**Petunjuk Tugas**
- A) Suntinglah bagian teks tentang wayang antara "Bahkan sejarah wayang" dan "disebut wayang kulit.", termasuk kedua batas itu, dengan mengganti "Pulau Jawa" menjadi "Tanah Jawa".
- B) Apa terjemahan bahasa Inggris untuk kalimat "Wayang adalah gambar karakter yang dimainkan di balik bentangan kain yang diberi pencahayaan, sehingga menimbulkan bayangan." dari teks tentang wayang?

##### Kutipan Teks

TIMES FAK FAK, JAKARTA – Hari ini, 7 November diperingati sebagai Hari Wayang Nasional. Wayang kulit salah satu warisan budaya Nusantara yang telah diakui oleh The United Nations Educational,Scientific, and Cultural Organization (UNESCO) sebagai Masterpiece of Oral and Intagible Heritage of Humanity atau karya kebudayaan yang mengagumkan di bidang cerita narasi dan warisan budaya yang indah dan berharga.
Sayangnya kesenian wayang ini sudah mulai pudar. Tak banyak generasi muda yang mau bekajar menjadi dalang, atau orang yang memainkan wayang.
Bahkan sejarah wayang juga nggak banyak yang tahu. Yuk kenali wayang yang merupakan bagian dari warisan budaya bangsa.
Jika mendengar kata wayang, pasti yang terbersit dalam benak kita adalah Jawa. Ya, selain memang dikenal sebagai pertunjukan hiburan di Pulau Jawa, kata wayang sendiri berasal dari bahasa Jawa yang artinya bayangan atau gambar berbayang.
Wayang adalah gambar karakter yang dimainkan di balik bentangan kain yang diberi pencahayaan, sehingga menimbulkan bayangan.
Zaman dulu, gambar wayang menggunakan bahan baku kulit hewan, biasanya sapi atau kerbau. Selain awet, bahan kulit ini juga jauh lebih berharga. Maka makin populer disebut wayang kulit.

##########
##### Informasi yang Diberikan

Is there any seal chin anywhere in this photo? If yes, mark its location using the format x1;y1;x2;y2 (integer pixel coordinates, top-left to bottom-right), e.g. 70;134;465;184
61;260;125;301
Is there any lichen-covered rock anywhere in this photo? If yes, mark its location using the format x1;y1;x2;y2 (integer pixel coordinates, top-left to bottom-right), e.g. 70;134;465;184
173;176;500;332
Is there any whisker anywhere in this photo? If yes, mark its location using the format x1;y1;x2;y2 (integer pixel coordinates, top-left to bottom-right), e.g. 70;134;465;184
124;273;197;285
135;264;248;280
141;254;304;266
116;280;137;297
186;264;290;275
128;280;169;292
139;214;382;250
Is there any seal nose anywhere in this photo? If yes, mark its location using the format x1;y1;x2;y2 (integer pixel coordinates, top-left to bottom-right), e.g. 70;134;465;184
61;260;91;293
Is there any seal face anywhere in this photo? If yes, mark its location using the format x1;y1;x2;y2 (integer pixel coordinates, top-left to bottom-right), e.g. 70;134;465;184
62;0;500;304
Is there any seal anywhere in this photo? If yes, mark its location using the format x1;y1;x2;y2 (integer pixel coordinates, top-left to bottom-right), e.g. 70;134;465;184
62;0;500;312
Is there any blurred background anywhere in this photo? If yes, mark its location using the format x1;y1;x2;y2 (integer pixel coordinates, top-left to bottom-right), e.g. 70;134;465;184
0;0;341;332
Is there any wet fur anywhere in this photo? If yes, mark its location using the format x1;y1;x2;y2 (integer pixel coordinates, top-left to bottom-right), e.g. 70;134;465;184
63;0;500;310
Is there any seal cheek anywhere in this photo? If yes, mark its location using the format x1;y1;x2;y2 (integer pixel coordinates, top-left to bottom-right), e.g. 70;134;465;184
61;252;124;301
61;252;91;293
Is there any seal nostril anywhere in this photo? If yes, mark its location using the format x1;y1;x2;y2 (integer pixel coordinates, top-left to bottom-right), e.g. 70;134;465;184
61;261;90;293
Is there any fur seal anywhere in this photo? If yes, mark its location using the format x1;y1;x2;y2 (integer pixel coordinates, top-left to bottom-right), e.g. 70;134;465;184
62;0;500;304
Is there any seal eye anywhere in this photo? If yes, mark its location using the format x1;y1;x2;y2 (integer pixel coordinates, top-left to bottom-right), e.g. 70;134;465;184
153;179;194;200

##########

**Jawaban Setiap Tugas**
- A)
Bahkan sejarah wayang juga nggak banyak yang tahu. Yuk kenali wayang yang merupakan bagian dari warisan budaya bangsa.
Jika mendengar kata wayang, pasti yang terbersit dalam benak kita adalah Jawa. Ya, selain memang dikenal sebagai pertunjukan hiburan di Tanah Jawa, kata wayang sendiri berasal dari bahasa Jawa yang artinya bayangan atau gambar berbayang.
Wayang adalah gambar karakter yang dimainkan di balik bentangan kain yang diberi pencahayaan, sehingga menimbulkan bayangan.
Zaman dulu, gambar wayang menggunakan bahan baku kulit hewan, biasanya sapi atau kerbau. Selain awet, bahan kulit ini juga jauh lebih berharga. Maka makin populer disebut wayang kulit.

- B) Wayang are character figures that are played behind a stretched, lit cloth, so that they cast shadows.